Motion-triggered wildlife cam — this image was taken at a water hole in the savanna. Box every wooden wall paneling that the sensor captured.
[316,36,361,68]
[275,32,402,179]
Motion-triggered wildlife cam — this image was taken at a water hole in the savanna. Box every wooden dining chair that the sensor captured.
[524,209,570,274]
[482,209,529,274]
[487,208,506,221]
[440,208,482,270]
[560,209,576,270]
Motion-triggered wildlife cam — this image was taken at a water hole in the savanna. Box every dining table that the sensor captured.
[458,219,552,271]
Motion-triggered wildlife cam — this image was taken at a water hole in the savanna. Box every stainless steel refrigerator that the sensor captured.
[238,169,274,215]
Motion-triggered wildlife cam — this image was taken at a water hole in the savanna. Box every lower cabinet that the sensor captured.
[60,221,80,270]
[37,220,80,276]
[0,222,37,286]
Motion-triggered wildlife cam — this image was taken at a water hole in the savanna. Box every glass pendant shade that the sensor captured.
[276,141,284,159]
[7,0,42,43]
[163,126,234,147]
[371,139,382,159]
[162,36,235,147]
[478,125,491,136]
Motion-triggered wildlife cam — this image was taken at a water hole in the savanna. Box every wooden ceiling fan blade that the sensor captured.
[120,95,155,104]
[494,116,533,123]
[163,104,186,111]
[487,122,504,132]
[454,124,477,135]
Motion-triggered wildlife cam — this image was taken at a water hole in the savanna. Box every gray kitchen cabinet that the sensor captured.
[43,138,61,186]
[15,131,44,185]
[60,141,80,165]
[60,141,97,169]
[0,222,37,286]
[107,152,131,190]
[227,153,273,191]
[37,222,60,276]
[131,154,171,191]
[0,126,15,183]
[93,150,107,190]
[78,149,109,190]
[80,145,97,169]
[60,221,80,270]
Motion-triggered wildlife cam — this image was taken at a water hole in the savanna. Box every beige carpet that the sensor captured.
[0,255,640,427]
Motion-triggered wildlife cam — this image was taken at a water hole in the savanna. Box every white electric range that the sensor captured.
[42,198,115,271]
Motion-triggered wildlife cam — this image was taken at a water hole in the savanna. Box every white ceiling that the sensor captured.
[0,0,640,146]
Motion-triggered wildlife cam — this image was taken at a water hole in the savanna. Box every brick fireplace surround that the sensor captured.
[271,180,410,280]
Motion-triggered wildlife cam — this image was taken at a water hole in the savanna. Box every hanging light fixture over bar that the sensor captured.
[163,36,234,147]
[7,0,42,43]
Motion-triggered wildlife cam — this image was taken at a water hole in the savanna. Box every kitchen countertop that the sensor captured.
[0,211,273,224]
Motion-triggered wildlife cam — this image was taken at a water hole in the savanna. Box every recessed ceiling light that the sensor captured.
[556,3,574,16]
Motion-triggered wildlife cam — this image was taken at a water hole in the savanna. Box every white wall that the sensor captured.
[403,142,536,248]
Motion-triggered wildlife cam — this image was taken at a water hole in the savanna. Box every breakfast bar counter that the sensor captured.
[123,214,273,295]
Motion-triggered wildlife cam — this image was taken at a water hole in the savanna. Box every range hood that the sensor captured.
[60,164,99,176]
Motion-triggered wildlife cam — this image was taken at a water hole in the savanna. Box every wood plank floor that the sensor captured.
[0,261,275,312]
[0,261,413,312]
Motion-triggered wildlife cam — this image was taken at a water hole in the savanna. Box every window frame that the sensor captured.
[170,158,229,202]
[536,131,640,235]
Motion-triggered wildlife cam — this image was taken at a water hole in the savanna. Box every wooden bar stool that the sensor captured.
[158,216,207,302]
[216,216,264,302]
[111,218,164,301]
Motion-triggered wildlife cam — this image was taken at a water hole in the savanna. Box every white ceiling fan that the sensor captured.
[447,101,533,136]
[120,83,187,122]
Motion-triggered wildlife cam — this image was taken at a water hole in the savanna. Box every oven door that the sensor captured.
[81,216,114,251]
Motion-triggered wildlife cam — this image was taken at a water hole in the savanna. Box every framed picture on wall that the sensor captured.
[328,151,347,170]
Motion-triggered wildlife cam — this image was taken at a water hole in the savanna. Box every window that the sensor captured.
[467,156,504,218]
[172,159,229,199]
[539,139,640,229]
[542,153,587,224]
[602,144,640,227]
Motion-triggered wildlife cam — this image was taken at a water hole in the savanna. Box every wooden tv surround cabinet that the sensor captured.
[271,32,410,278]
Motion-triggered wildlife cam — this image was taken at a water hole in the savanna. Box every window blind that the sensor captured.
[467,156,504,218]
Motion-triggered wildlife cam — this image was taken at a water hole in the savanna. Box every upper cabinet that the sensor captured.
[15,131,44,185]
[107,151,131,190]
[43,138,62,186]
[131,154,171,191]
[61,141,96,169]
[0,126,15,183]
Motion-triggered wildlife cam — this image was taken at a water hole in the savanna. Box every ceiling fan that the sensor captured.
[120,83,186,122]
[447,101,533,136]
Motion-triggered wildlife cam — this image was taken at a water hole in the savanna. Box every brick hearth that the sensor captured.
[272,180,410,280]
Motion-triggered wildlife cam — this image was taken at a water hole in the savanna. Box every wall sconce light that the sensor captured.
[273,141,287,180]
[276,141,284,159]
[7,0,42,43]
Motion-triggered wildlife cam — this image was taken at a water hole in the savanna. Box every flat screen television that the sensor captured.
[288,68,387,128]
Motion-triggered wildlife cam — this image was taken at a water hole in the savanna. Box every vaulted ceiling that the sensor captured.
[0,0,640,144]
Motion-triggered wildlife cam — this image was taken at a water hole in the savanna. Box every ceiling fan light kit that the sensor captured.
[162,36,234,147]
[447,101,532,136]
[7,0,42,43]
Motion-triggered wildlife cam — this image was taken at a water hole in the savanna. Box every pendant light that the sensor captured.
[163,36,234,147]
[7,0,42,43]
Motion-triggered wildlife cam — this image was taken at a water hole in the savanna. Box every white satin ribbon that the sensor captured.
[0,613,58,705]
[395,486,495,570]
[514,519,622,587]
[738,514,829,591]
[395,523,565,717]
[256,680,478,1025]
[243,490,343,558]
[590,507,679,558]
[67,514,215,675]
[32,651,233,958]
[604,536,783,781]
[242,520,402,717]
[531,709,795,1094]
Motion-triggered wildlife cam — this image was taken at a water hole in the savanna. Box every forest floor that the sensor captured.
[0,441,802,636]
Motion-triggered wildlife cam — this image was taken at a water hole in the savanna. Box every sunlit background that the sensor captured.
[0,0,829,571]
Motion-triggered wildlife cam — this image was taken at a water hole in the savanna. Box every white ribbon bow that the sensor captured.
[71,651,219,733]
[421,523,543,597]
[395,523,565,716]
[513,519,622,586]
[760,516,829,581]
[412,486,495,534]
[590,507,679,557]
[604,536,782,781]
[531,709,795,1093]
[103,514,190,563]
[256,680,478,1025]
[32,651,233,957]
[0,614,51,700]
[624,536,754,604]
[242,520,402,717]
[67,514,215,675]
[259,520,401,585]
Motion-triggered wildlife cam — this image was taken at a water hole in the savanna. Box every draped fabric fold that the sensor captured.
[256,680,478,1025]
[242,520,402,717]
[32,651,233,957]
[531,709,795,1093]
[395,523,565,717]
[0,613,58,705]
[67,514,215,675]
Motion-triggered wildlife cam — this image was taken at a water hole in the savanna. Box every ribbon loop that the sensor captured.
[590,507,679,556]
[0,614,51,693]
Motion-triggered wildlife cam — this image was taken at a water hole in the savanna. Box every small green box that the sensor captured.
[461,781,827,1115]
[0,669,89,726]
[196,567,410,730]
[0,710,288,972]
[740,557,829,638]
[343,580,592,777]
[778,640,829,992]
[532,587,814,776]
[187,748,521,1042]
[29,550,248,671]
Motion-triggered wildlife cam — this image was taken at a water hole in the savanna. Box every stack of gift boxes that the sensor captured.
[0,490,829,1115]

--- --- ---

EXERCISE INSTRUCTIONS:
Return every line of the data above without a single change, from the first line through the last.

THE COMPLETED TASK:
Motion-triggered wildlife cam — this image was taken at a water hole in the savanna. Box every wooden wall paneling that the sensor captured.
[316,36,361,68]
[275,32,402,179]
Motion-triggered wildlife cam — this image was taken at a water hole in the savanna. Box every wooden dining chair that the sensor captured.
[524,209,570,274]
[482,209,529,274]
[487,208,506,221]
[440,208,482,270]
[560,209,576,270]
Motion-triggered wildlife cam — this image was taken at a water hole in the savanna. Box every dining table that the sensor captured.
[458,219,552,271]
Motion-triggered wildlife cam — this image was taken at a water hole in the savanna. Box every stainless steel refrigerator that the sensor captured.
[238,169,274,215]
Motion-triggered wildlife cam — this image was taken at a water hole in the savanna. Box every lower cabinet that the sensor captured.
[60,221,80,270]
[37,220,80,276]
[0,222,37,286]
Motion-triggered wildlife cam — this image was taken at a water hole in the savanna. Box every glass pendant shade that the sensor captured.
[276,141,284,159]
[7,0,42,43]
[163,126,234,147]
[371,139,382,159]
[162,36,235,147]
[478,125,491,136]
Motion-triggered wildlife cam — this image was taken at a water hole in the savanna. Box every wooden ceiling fan blade that the sensor captured.
[120,95,155,104]
[494,116,533,123]
[163,104,186,111]
[487,122,504,132]
[454,124,477,135]
Motion-triggered wildlife cam — this image was taken at a water hole in the savanna. Box every gray kitchen cabinet that the sensor captured.
[43,138,61,186]
[15,131,44,185]
[60,141,80,165]
[60,141,97,169]
[0,222,37,286]
[107,152,131,190]
[227,153,273,191]
[37,222,60,276]
[131,154,171,191]
[0,126,15,183]
[93,150,107,190]
[78,149,109,190]
[80,145,97,169]
[60,221,80,270]
Motion-triggered wildlife cam — this image was taken at a water hole in the savanna. Box every beige carpet that the sensor captured.
[0,255,640,427]
Motion-triggered wildlife cam — this image was taken at a water hole in the savanna. Box every white electric range that the sensor captured.
[42,198,115,271]
Motion-triggered wildlife cam — this image was taken at a water hole in the savanna. Box every white ceiling that the sensor captured.
[0,0,640,146]
Motion-triggered wildlife cam — this image was taken at a water hole in the savanna. Box every brick fireplace surround that the sensor captured.
[271,180,410,280]
Motion-triggered wildlife cam — this image was taken at a water hole in the savanna. Box every hanging light fixture over bar that the sensor captured.
[163,36,234,147]
[7,0,42,43]
Motion-triggered wildlife cam — this image was taken at a water hole in the savanna. Box every kitchen countertop that the sensor captured.
[0,211,273,224]
Motion-triggered wildlife cam — this image was taken at a water hole in the savanna. Box every recessed ceiling light that the sensor captured.
[556,3,574,16]
Motion-triggered wildlife cam — this image was taken at a water hole in the savanna. Box every white wall that the sensor captured.
[403,142,536,248]
Motion-triggered wildlife cam — this image was taken at a water hole in the savanna. Box every breakfast bar counter that the sensor captured.
[123,214,273,295]
Motion-triggered wildlife cam — this image was taken at a water hole in the savanna. Box every range hood that the sensor captured.
[60,164,99,176]
Motion-triggered wildlife cam — this image was taken at a water hole in the savanna. Box every wood plank floor that the sensor captured.
[0,261,275,312]
[0,261,413,312]
Motion-triggered wildlife cam — this image was taken at a water hole in the savanna. Box every window frame that the sensor captured.
[170,158,229,202]
[536,131,640,235]
Motion-triggered wildlife cam — this image was taken at a water hole in the savanna. Box every wooden bar stool that the sensor captured.
[158,216,207,302]
[216,216,264,302]
[111,218,164,301]
Motion-triggered wildlife cam — this image was taken at a water hole in the savanna. Box every white ceiling fan that the sensor captured.
[447,101,533,136]
[120,83,187,122]
Motion-triggered wildlife cam — this image was taken at a water hole in the savanna. Box every oven door that the sensor captured.
[81,216,114,251]
Motion-triggered wildlife cam — this image was taken at a water hole in the savanna. Box every framed picture on wall that the sensor captured.
[328,151,347,170]
Motion-triggered wildlife cam — this image was taken at a water hole in the savanna. Box every window that the sensor captured.
[467,156,504,218]
[172,159,229,199]
[539,139,640,229]
[542,153,587,224]
[602,144,640,227]
Motion-triggered wildlife cam — this image was taken at a water hole in the savanna. Box every wooden tv surround cabinet that the sensor captured.
[271,32,410,278]
Motion-triggered wildlife cam — this image was taken at a water hole in the savanna. Box every window blind that the sensor captured.
[467,156,504,218]
Motion-triggered wildlife cam — this image was taken at a water hole in the savanna. Box every upper cabinet that the sensor captured.
[15,131,44,185]
[107,151,131,190]
[43,138,62,186]
[131,154,171,191]
[61,141,96,169]
[0,126,15,183]
Motion-triggered wildlife cam — this image was taken at a water hole in the savanna. Box every ceiling fan that the sensor captured.
[120,83,186,122]
[447,101,533,136]
Motion-triggered wildlife cam — this image was taken at a water hole in the savanna. Box every brick hearth that the sensor captured.
[272,180,410,280]
Motion-triggered wildlife cam — this image was taken at a water hole in the savanna. Box every wall sconce light that the sensor captured.
[273,141,287,180]
[276,141,284,159]
[7,0,42,43]
Motion-triggered wildlife cam — this image was taken at a water hole in the savanna. Box every flat screen television that the sensor captured.
[288,68,387,128]
Motion-triggered wildlife cam — this image was taken at a water hole in the savanna. Box every vaulted ceiling that the sensor captured.
[0,0,640,144]
Motion-triggered wildlife cam — this image was taken at a water hole in the savanna. Box every ceiling fan light kit that the sensor captured.
[162,36,234,147]
[447,101,532,136]
[7,0,42,43]
Motion-triggered wildlife cam — this image was taken at a water hole in the savanna. Box every pendant light that the sensor captured.
[163,36,234,147]
[7,0,42,43]
Motion-triggered wildlife cam — this image was taken at a water hole in the savanna. Box every white satin ribbon that the sensor captured.
[0,613,58,705]
[395,486,495,570]
[514,519,622,587]
[738,514,829,591]
[395,523,565,717]
[256,680,478,1025]
[243,490,343,558]
[590,507,679,558]
[67,514,215,675]
[32,651,233,958]
[604,536,783,781]
[242,520,402,717]
[531,709,795,1094]
Motion-triggered wildlife cam — this image was taken at a water hole in the savanna. Box every forest floor that the sensor captured.
[0,441,802,636]
Motion-triggered wildlife cam — this image was taken at a water hole in the savanna. Box every sunlit background that the sensor captured.
[0,0,829,571]
Motion-triggered wildlife cam — this image was taken at a water hole in the savanna. Box every white ribbon bow that the sensor captured.
[71,651,219,733]
[421,523,543,597]
[395,523,565,716]
[513,519,622,586]
[760,516,829,581]
[412,486,495,534]
[590,507,679,557]
[604,536,782,781]
[531,709,795,1093]
[103,514,190,563]
[256,680,478,1025]
[32,651,233,957]
[0,614,51,700]
[624,536,754,604]
[242,520,402,717]
[67,514,215,675]
[259,520,401,585]
Motion-triggered wildlife cam — this image was taken at a water hole in the savanna. Box every draped fabric fold that the sensor captured.
[256,680,478,1025]
[242,520,402,717]
[32,651,233,957]
[531,709,795,1093]
[395,523,565,717]
[0,613,58,705]
[67,514,215,675]
Motion-triggered wildlife cam — this image was taken at a water hole in the savanna. Box every ribbon loop that the sensor captured.
[590,507,679,556]
[0,614,51,693]
Motion-triggered wildlife cam — this image was taken at a water hole in the savanna. Box every small green box that the sensor captured.
[461,781,827,1115]
[0,669,89,726]
[196,567,410,730]
[0,710,288,972]
[740,557,829,638]
[343,580,592,777]
[778,640,829,992]
[532,587,814,776]
[187,748,521,1042]
[29,550,248,671]
Motion-triggered wildlife cam — this image was taken at a water hole in the savanna. Box every stack of gift boxes that the sensor captured.
[0,490,829,1115]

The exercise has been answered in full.